__Aim of the exercise__:
Convert the lines of the listing into a JSON list of strings, one string per line with blank lines omitted, starting at the line containing "Can you find the castle window?" and ending at the line containing "x=212, y=221", both included.

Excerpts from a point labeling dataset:
---

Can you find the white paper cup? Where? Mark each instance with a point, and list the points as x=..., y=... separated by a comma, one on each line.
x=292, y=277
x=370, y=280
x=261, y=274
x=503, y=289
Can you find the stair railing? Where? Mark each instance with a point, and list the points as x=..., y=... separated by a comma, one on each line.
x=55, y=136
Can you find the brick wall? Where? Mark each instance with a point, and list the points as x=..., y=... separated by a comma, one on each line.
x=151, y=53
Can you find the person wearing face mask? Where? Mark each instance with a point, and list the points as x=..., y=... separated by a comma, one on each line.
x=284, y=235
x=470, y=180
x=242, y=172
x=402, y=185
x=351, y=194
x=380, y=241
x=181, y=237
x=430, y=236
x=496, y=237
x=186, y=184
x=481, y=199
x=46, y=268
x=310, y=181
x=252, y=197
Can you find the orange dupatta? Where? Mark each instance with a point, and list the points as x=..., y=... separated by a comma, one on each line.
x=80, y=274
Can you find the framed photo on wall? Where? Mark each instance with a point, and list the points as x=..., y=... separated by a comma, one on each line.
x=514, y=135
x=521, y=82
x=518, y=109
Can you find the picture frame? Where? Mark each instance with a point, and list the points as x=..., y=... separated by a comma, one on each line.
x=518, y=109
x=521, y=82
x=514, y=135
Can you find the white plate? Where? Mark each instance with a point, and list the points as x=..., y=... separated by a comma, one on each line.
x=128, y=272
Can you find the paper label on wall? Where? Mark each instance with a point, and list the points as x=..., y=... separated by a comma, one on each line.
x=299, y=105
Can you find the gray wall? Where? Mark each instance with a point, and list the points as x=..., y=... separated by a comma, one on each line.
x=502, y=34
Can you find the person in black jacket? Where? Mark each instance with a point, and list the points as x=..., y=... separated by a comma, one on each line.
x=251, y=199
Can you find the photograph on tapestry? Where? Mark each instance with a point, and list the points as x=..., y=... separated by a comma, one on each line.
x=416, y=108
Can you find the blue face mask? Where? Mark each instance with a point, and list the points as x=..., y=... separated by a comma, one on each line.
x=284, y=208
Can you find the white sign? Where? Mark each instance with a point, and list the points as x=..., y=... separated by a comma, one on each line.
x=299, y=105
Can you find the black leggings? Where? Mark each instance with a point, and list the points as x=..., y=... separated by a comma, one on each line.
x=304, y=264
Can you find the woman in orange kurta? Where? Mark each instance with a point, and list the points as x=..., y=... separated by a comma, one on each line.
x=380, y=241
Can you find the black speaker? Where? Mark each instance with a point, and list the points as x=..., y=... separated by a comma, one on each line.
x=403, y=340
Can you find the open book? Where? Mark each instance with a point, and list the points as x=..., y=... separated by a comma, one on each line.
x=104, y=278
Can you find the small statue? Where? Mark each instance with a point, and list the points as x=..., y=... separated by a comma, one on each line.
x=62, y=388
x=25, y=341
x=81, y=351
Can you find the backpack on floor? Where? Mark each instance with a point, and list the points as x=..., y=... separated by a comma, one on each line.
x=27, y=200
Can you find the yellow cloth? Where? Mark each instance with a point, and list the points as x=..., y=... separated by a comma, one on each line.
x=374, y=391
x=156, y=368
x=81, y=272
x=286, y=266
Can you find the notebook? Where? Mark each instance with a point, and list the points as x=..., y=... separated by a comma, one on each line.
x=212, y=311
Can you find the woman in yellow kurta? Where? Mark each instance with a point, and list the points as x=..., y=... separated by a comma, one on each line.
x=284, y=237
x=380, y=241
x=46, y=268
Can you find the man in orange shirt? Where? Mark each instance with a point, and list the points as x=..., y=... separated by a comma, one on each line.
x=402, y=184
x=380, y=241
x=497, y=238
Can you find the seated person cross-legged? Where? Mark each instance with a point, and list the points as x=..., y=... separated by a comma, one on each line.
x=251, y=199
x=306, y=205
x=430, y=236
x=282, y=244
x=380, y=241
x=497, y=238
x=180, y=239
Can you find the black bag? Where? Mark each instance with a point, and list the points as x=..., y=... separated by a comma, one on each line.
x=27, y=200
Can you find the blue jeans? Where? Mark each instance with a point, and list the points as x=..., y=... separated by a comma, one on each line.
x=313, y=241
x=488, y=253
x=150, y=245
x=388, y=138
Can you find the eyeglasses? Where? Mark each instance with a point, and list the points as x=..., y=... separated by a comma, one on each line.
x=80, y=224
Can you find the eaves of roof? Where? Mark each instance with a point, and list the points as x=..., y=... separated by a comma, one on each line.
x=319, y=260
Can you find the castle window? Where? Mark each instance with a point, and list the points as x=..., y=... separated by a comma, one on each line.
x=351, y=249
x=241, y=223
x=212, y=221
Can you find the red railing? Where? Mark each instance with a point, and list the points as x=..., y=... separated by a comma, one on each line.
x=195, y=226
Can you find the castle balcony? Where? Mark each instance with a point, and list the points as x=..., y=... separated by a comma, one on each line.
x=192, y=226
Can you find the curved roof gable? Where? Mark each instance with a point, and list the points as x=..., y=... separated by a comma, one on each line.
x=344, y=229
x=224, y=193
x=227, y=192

---

__Solution for this problem__:
[
  "Can you find the castle window? Where? Mark each instance with a point, and list the points as x=..., y=... separated by a comma, one on each line.",
  "x=351, y=249",
  "x=241, y=223",
  "x=212, y=221"
]